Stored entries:
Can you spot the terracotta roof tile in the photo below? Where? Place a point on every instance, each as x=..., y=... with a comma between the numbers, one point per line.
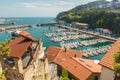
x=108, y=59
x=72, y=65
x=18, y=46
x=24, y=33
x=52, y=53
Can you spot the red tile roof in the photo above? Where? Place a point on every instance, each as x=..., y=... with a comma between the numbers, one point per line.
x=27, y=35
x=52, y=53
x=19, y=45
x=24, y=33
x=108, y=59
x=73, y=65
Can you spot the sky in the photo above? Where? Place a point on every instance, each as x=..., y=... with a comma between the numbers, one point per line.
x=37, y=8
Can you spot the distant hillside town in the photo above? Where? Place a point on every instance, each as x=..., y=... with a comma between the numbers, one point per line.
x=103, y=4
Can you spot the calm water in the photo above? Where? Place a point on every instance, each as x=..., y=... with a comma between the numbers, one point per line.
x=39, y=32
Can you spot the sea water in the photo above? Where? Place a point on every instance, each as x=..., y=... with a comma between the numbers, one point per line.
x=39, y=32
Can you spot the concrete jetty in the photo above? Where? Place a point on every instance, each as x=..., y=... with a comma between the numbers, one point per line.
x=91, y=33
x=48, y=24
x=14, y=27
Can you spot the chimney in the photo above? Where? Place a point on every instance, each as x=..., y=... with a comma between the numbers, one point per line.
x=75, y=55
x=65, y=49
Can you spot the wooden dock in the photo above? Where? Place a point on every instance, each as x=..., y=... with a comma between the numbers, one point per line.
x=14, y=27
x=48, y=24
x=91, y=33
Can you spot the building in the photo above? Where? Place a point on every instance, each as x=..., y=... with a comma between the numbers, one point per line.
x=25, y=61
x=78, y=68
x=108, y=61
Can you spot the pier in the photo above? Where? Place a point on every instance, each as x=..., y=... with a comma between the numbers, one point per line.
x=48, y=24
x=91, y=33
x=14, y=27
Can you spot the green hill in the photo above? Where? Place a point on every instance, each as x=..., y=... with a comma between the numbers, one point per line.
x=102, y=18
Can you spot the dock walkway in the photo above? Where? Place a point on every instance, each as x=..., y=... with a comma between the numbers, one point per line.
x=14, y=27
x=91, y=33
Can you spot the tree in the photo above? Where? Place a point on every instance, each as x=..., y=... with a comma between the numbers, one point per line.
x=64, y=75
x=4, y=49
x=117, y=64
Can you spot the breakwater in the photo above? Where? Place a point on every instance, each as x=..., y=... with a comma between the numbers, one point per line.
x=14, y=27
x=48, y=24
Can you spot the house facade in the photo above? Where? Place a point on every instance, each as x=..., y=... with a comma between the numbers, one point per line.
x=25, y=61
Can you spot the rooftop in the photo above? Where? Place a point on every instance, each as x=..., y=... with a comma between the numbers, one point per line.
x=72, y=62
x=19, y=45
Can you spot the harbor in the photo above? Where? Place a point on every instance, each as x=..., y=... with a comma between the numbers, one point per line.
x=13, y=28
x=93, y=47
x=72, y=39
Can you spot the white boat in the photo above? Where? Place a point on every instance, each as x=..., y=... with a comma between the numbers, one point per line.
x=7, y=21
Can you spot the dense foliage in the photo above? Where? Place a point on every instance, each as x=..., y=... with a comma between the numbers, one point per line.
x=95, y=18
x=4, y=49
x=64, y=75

ASSIGNMENT:
Your copy should match the entries above exactly and contain no pictures.

RESULT FOR THIS TASK:
Can you spot the terracotta roof tile in the photo below? Where? Place a point on every instance, each as x=..., y=... with a comma between the numbers, one point per line.
x=108, y=59
x=72, y=65
x=18, y=46
x=24, y=33
x=52, y=53
Can you spot the red tile roof in the photo above? Where? Place a point on every instance, each as x=..., y=... with a comma between the numbers, one point per line.
x=27, y=35
x=52, y=53
x=19, y=45
x=24, y=33
x=108, y=59
x=73, y=65
Can you spot the sky in the photo above? Where? Place a point on every instance, each as x=..., y=... with a comma between the numbers, one point per line.
x=37, y=8
Can you spot the distant hillside town in the photo above? Where? Place a point on every instance, each as x=..., y=... with a comma between the numbers, one point per line.
x=103, y=4
Can you spot the calm water in the photo above? Where? Place a point on every instance, each as x=..., y=... with a comma between the numbers, one point per line.
x=39, y=32
Can you spot the sea water in the photo above? Where? Place a point on every instance, each as x=..., y=... with a comma between the numbers, one point per line.
x=39, y=32
Can you spot the concrete jetty in the photo above? Where? Place a point on every instance, each as x=..., y=... with a comma between the numbers, one point per line.
x=91, y=33
x=48, y=24
x=14, y=27
Can you spot the chimney in the photo above? Where? Place a point on every instance, each as x=..., y=... with a comma between the numbers, one point per line.
x=75, y=55
x=65, y=49
Can you spot the wooden dock in the photo above? Where? Place a point on every instance, each as x=..., y=... with a comma between the numbers, one point per line.
x=14, y=27
x=48, y=24
x=91, y=33
Can you spot the building in the photo above? Where? Place a point on every instance, each as x=..., y=... with a comma between the numbers, one point per line.
x=25, y=61
x=78, y=68
x=108, y=61
Can you spot the pier in the photo above? Where? Place a point on every instance, each as x=..., y=... with a comma between the numbers, one point per line.
x=48, y=24
x=91, y=33
x=14, y=27
Can you spot the green hill in the photo above? Where? Place a point on every instance, each as x=..., y=... with a comma between the numbers, one point per line.
x=102, y=18
Can you spot the dock walkway in the photo above? Where? Place a point on every instance, each as x=..., y=... with a comma between the numbers, one point per line.
x=14, y=27
x=91, y=33
Can you spot the tree in the photo above? Where? Place a point on every instance, each as x=..., y=... with a comma between the numbers, one point per line.
x=64, y=75
x=4, y=49
x=117, y=64
Can you spot the breakwater in the photo above? Where? Place a point on every instance, each as x=..., y=... with a comma between the numbers, one point per line.
x=14, y=27
x=48, y=24
Can you spot the house facade in the photo above? Where? Place a point on every instance, each as x=..., y=... with a comma between the numbers, one point per line.
x=25, y=61
Can you spot the rooftop in the photo above? Where? Place a point on every instance, each as x=..., y=... with a comma between the numbers, one point per line.
x=72, y=62
x=19, y=45
Can you spot the harbor in the photo above? Where? Place a point on every instance, each as x=..., y=... with a comma between the numbers, one point per line.
x=13, y=28
x=93, y=47
x=72, y=39
Can you spot the white boat in the photo above? Where? Place a point on every instance, each as x=..., y=... with a comma between the numbers, one point per line.
x=7, y=21
Can you spot the dense foliage in the photo above? Where? Place a point on every instance, each as x=..., y=... with a comma between the numbers, one point per line.
x=95, y=18
x=4, y=49
x=64, y=75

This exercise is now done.